** START **
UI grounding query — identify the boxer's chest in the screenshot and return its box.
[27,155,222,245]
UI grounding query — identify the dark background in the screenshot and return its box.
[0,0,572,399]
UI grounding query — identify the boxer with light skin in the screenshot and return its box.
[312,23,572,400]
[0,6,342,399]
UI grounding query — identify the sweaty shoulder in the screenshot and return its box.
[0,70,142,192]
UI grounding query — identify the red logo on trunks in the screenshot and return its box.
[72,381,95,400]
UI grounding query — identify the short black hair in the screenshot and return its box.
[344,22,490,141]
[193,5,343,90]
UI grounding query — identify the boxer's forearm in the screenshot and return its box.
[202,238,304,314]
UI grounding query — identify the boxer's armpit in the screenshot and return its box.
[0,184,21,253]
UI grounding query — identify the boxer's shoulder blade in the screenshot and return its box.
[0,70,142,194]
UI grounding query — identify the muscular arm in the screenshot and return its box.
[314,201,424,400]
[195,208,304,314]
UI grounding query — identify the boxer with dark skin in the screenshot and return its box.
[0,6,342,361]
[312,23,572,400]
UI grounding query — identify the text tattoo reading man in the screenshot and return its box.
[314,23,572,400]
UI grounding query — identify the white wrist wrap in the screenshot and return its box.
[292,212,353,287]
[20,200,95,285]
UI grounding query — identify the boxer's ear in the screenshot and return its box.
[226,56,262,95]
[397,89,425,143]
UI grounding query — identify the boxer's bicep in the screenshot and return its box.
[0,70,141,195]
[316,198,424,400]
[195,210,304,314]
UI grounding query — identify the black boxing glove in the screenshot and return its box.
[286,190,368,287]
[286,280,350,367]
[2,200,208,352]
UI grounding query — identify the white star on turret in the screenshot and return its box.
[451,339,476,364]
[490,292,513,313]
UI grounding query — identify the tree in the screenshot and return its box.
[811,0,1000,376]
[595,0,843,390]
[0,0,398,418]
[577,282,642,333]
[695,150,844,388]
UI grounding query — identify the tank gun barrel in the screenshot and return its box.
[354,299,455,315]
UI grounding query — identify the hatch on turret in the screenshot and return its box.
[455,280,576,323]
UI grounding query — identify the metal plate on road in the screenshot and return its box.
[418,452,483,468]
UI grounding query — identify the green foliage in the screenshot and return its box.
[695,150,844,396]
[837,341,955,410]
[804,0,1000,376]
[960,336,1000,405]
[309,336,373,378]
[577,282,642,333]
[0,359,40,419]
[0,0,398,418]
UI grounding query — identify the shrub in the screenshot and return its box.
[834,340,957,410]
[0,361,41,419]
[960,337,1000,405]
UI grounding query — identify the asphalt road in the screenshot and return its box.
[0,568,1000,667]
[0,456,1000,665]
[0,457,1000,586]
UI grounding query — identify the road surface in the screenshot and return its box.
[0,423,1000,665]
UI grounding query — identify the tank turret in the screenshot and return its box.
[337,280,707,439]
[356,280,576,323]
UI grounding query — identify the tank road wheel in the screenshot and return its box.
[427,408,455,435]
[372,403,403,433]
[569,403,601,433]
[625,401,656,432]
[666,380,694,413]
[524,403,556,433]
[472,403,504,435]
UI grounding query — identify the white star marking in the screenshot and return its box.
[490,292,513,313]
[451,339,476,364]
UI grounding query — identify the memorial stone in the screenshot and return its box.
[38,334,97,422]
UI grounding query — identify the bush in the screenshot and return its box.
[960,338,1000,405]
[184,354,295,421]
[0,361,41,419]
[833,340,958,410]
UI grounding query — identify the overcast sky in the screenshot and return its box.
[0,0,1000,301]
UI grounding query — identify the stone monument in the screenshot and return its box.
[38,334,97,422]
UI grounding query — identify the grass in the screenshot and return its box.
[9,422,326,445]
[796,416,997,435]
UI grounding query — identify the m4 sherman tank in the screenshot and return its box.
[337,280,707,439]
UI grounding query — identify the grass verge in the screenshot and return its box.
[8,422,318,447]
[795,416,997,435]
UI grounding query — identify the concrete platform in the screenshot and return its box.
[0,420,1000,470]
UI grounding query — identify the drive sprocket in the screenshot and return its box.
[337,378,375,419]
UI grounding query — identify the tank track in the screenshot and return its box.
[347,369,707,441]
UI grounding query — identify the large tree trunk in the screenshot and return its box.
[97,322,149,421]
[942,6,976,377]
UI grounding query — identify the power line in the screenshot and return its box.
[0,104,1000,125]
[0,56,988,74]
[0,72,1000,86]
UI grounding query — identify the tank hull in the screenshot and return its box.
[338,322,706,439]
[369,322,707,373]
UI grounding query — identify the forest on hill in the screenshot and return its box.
** END **
Your task:
Reproduce the part of the entries that opens at their very beginning and closes with the line containing "[0,6,342,399]", changing "dark background" to "black background" and keeping everything else the same.

Task solution:
UI grounding query — identify the boxer's chest in the screenshot and return its box.
[27,155,222,245]
UI grounding query — identify the black background in the screenshot and return its box.
[0,0,572,399]
UI grounding query — identify the boxer with light skin in the screenshot and return its box.
[312,23,572,400]
[0,6,342,399]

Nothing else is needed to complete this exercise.